Exercise instructions ->
1 > In the passage on Jeffrey Epstein below, at what age did Epstein die?
2 > List the fields that the passage on Jeffrey Epstein below names as topics of the MIT Media Lab's techno-utopian projects.
3 > Continue the passage on Jeffrey Epstein below from its last sentence.

Page text ->
On August 10, 2019, prison guards found a man dead in a jail cell in Manhattan. The way he died stood in sharp contrast with the power and vanity he once wielded in the city, fraught with both splendor and squalor. Jeffrey Epstein, a prominent financier with a keen interest in obtaining immortality through eugenics and transhumanism, died at 66.
Epstein was not alone in his fantasy of living forever. He had been working towards his goal by cultivating close relationships with the scientific community, especially with Joi Ito, who led the MIT Media Lab. Under Ito’s leadership and with clandestine funding from Epstein, the Lab conducted techno-utopian projects involving genetic engineering, eugenics, and transhumanism. For example, one of the projects included creating cyborg plants that chase after light sources. Epstein himself had an even bolder and darker idea — he wanted to put women in his ranch in New Mexico, where he could impregnate them with his sperm, passing on his pedigree to the human race.

Supplied data ->
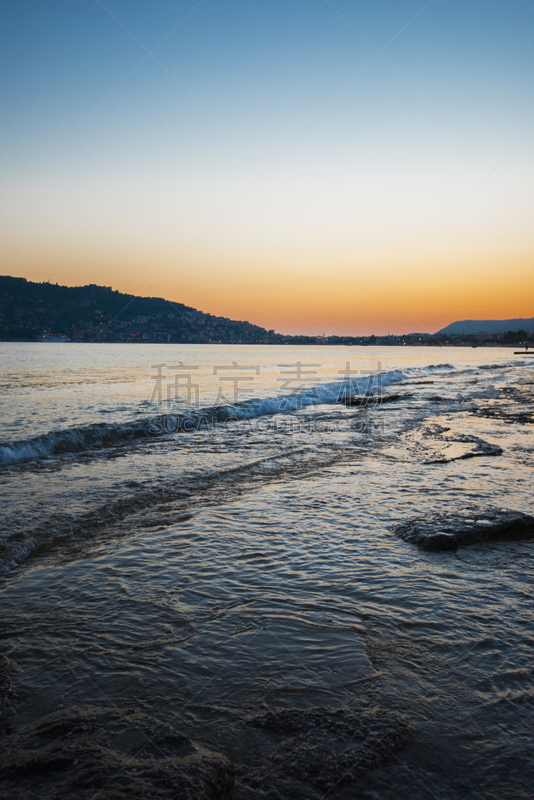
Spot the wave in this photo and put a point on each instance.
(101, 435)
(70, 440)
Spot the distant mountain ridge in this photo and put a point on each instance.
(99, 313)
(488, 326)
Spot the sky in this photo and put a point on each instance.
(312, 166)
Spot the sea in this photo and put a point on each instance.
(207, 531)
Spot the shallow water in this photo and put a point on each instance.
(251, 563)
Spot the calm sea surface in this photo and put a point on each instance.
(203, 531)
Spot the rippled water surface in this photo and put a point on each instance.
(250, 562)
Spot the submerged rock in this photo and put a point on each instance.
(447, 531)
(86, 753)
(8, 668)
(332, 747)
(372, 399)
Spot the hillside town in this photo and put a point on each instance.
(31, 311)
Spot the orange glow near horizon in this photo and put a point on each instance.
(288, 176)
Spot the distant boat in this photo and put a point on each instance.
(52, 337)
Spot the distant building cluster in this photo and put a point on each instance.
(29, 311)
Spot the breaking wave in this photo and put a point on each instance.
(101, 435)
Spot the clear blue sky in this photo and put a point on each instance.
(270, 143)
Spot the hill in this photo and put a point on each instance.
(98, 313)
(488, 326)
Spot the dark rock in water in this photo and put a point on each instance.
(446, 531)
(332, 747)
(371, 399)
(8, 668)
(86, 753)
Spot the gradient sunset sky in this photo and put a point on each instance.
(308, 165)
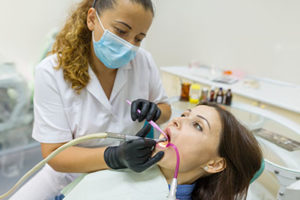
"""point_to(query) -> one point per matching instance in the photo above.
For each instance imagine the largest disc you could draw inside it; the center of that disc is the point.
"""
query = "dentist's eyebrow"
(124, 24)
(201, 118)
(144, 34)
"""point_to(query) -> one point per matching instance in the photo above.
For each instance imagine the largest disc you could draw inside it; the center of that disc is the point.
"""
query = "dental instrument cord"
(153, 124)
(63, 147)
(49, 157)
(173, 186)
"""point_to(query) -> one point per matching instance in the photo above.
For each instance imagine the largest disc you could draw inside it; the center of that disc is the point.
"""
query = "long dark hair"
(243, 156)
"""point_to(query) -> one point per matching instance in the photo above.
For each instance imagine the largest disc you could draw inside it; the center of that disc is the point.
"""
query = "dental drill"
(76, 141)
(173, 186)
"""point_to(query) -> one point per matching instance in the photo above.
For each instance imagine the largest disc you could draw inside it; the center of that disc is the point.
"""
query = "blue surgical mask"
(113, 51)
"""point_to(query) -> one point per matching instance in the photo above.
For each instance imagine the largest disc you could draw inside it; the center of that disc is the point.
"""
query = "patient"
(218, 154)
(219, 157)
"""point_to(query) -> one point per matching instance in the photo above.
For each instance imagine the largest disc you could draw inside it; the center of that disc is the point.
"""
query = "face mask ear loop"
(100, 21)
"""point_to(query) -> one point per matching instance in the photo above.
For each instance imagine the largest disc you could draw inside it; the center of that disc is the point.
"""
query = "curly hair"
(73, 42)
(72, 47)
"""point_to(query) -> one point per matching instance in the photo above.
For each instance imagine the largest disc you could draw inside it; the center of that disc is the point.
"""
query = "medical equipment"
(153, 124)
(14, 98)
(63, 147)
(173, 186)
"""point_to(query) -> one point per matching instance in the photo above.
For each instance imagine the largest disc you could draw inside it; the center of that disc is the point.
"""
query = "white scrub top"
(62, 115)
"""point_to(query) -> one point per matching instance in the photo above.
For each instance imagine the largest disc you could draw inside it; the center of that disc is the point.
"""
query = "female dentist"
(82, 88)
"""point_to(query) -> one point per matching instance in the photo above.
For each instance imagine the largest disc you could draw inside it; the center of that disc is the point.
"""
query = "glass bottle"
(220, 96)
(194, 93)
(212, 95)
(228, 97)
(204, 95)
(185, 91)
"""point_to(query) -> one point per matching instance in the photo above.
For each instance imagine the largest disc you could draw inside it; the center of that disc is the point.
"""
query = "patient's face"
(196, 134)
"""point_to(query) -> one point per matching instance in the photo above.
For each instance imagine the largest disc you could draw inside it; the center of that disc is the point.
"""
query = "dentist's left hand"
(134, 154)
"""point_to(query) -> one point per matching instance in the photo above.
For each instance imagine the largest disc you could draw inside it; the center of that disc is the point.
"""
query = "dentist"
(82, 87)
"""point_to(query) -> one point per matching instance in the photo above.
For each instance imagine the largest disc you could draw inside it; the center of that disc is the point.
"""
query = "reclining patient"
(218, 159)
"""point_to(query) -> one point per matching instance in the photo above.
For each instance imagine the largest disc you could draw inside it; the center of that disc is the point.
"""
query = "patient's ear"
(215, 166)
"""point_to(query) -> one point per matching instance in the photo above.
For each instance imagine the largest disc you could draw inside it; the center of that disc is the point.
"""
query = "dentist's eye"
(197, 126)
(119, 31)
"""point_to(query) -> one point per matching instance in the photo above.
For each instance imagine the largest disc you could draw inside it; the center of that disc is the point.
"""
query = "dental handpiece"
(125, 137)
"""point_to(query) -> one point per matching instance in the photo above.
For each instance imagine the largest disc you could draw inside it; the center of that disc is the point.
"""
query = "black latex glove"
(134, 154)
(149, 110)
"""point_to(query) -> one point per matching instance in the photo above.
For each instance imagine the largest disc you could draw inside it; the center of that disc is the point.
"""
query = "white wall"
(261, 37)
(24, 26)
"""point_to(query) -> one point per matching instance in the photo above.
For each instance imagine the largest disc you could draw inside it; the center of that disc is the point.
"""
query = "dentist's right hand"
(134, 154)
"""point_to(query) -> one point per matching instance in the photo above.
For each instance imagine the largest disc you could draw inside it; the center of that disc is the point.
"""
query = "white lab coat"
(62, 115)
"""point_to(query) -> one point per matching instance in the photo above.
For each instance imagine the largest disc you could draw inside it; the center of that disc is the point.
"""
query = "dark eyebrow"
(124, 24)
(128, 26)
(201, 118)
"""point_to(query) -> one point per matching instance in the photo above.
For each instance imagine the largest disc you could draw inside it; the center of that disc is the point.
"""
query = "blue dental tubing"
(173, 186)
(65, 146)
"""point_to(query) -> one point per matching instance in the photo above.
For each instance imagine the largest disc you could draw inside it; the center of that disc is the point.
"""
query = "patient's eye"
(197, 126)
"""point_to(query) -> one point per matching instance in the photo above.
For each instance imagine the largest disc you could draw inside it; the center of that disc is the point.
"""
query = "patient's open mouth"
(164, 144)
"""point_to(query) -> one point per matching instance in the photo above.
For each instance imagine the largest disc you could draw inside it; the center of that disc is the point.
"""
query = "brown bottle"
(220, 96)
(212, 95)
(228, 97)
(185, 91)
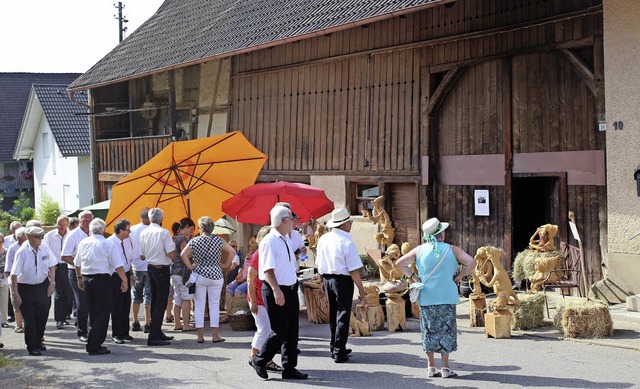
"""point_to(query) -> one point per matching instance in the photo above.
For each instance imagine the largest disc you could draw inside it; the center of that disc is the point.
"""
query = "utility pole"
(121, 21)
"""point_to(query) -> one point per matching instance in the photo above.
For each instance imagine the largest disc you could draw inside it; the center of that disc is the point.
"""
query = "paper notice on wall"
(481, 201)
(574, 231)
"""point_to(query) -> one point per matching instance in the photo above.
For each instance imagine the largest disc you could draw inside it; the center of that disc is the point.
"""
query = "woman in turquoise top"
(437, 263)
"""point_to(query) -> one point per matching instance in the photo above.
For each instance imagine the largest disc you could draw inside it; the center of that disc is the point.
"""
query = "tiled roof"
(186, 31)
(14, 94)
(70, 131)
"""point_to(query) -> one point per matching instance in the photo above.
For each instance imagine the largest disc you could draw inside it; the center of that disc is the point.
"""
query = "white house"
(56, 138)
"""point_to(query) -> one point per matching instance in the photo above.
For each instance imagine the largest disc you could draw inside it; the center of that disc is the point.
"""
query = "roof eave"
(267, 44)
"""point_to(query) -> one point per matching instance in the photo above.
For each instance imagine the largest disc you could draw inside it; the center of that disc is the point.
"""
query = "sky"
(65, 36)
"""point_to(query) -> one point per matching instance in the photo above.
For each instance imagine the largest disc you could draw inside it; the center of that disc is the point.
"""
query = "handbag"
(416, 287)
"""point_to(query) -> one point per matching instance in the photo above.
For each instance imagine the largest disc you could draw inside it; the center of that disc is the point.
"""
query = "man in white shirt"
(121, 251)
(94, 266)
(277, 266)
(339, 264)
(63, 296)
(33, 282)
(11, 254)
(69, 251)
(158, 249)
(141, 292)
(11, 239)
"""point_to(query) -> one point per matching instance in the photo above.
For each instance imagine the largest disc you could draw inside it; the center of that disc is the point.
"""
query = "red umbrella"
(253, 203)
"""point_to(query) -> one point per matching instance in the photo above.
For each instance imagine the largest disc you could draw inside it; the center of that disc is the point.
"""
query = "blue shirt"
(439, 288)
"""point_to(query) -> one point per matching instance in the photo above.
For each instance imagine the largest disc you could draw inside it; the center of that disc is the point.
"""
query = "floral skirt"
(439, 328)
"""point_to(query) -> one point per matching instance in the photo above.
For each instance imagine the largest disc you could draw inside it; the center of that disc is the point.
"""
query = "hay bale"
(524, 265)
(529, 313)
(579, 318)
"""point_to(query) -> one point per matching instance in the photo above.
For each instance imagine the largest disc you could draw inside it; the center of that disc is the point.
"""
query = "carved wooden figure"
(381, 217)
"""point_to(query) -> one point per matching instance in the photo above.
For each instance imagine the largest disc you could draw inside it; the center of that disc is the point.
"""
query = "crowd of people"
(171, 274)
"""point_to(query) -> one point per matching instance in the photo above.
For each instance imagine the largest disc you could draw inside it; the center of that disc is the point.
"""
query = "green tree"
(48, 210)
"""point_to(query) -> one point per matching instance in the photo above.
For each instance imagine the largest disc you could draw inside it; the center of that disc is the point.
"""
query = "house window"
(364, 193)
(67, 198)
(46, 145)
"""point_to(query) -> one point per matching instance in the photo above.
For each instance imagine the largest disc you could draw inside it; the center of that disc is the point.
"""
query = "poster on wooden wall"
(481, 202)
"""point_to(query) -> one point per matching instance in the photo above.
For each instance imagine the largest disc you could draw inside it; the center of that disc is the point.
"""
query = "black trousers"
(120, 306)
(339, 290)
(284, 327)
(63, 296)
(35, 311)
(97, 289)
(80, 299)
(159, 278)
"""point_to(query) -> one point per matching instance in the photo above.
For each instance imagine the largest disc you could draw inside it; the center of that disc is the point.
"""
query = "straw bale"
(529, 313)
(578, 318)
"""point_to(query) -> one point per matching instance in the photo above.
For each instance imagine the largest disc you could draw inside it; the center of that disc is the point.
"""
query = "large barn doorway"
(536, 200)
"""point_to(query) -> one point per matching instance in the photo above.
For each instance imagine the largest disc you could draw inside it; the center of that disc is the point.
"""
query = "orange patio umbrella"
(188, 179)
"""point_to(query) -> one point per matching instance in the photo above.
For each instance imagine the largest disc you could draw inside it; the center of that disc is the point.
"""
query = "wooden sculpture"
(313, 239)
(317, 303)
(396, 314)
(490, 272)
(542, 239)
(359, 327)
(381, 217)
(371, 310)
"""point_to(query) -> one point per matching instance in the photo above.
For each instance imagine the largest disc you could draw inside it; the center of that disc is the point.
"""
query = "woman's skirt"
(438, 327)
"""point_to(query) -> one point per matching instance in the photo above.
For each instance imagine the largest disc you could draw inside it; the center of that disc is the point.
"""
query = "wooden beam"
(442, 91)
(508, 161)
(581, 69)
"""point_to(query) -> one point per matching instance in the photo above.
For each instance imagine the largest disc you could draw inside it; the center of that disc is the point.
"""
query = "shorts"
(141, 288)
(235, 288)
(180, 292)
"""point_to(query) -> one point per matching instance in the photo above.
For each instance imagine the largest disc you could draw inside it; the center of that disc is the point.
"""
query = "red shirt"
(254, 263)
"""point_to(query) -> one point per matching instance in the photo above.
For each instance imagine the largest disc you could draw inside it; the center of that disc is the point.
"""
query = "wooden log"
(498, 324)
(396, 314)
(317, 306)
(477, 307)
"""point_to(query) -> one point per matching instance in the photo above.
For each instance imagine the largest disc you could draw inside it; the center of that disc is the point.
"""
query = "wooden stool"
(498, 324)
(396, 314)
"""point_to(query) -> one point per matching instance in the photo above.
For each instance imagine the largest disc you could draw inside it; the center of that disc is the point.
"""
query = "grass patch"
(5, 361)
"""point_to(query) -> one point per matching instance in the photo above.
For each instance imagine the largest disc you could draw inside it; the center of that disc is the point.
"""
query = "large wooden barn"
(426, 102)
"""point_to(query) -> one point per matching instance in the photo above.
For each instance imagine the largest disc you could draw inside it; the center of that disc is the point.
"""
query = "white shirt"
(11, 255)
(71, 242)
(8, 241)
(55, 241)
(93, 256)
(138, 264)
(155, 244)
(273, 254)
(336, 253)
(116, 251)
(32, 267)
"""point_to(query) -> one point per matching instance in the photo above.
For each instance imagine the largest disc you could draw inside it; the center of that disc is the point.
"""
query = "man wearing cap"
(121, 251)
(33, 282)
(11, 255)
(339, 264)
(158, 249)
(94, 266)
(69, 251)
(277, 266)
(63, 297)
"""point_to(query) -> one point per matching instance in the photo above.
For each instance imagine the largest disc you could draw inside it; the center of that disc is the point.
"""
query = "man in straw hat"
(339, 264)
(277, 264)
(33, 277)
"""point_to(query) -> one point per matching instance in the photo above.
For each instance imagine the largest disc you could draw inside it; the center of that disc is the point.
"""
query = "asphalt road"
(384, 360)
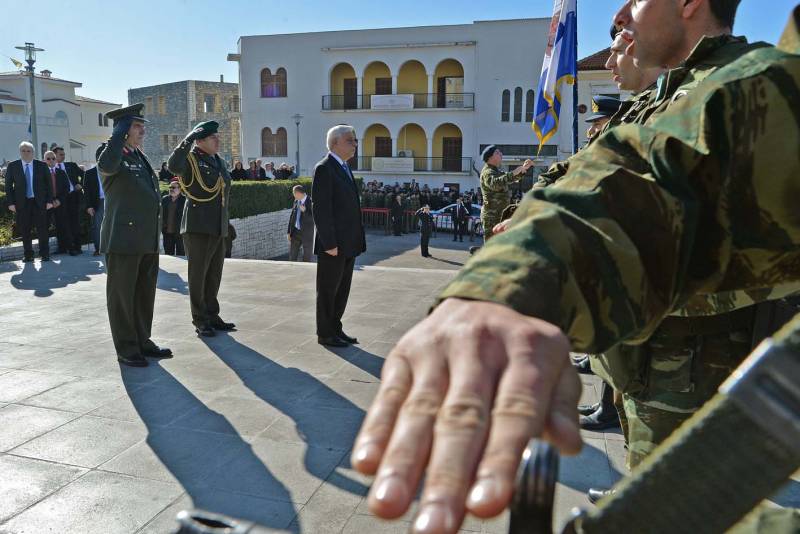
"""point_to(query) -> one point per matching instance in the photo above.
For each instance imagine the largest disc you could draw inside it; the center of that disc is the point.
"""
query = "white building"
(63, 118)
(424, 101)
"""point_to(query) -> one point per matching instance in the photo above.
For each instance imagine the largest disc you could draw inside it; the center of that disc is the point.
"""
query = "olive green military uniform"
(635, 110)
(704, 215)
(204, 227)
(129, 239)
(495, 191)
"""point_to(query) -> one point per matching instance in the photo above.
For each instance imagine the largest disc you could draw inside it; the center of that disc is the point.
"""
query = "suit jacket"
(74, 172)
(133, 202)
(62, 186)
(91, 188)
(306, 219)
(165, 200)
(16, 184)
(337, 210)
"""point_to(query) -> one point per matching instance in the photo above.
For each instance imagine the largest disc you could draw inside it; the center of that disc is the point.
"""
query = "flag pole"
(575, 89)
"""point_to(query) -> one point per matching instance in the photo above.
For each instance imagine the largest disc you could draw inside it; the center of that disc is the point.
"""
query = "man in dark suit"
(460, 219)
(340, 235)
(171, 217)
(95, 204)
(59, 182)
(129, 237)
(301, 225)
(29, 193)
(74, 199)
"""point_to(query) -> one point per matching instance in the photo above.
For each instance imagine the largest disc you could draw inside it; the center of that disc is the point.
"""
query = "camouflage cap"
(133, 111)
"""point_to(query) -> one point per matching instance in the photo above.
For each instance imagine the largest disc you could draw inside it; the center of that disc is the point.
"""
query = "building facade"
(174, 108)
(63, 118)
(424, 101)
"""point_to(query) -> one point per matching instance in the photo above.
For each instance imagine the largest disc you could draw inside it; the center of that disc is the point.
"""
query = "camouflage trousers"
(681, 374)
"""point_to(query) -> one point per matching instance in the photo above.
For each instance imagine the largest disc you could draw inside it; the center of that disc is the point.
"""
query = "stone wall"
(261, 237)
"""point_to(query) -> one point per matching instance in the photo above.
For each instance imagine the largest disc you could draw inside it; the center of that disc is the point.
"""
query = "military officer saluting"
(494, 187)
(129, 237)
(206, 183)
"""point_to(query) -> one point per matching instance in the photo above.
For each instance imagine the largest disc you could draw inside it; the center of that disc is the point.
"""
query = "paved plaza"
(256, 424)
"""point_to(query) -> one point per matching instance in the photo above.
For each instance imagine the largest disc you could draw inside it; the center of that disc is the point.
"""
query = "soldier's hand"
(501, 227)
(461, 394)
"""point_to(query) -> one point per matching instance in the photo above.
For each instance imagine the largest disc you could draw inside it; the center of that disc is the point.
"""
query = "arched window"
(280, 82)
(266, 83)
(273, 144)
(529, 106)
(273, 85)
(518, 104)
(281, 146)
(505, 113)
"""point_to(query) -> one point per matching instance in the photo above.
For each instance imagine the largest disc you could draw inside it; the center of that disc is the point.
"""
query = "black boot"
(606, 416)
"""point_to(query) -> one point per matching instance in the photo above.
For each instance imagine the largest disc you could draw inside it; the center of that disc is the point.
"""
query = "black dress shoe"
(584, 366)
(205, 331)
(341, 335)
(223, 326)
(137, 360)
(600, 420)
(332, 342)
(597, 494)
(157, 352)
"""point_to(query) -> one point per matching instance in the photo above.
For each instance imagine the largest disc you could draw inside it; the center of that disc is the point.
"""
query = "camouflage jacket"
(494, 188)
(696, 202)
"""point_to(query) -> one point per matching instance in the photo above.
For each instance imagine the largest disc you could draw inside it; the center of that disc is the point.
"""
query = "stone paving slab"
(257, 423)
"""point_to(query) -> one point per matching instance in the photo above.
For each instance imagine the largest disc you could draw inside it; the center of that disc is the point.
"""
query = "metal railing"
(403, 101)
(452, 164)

Task responses ->
1 > 66

2 > Genetic engineering, eugenics, transhumanism

3 >
Epstein’s fantasy demonstrates his personal imagination of technology as a token of masculinist virility backed by money, power and scientific capital. But before lambasting his vision of technology as superficial sexism, we need to ask ourselves: what are the fantasies that we project onto technology? What have we accomplished so far by leveraging technology? What does our society expect to attain in the future in the name of technology? To answer these questions, it behooves us to review our sociotechnical imaginary.
Masculinity in Technology
A sociotechnical imaginary is a normative vision of a desirable future that members of a society believe can be achieved through technology. It is social in the sense that this imaginary is undergirded by collective beliefs and institutions through which the ideal prospect is promulgated and internalized. I would argue that our current sociotechnical imaginary, even if not as twisted as Epstein’s personal vision, still embodies a masculinist ideology by virtue of its obsession with instrumentality (and therefore negligence of expressive functions), its treatment of both humans and non-humans as objects (as opposed to subjects) and its valorization of efficiency and rationalization.
First, our sociotechnical imaginary sees technology as an instrument of capitalist production. Technology’s prestige stems from the notion that technology boosts productivity in an exponential fashion and will eventually lead us into a techno-utopia, in which civilization will no longer be fettered by material constraints. What is missing from this expectation, however, is the human aspect. There has been insufficient attention paid to how technology can serve expressive functions, which are equally critical in maintaining the social fabric but are undervalued in modern society. The service industry, childcare and affectionate labor, which employ mostly women, do not carry as much importance in society’s eyes as wage-earning sectors dominated by men.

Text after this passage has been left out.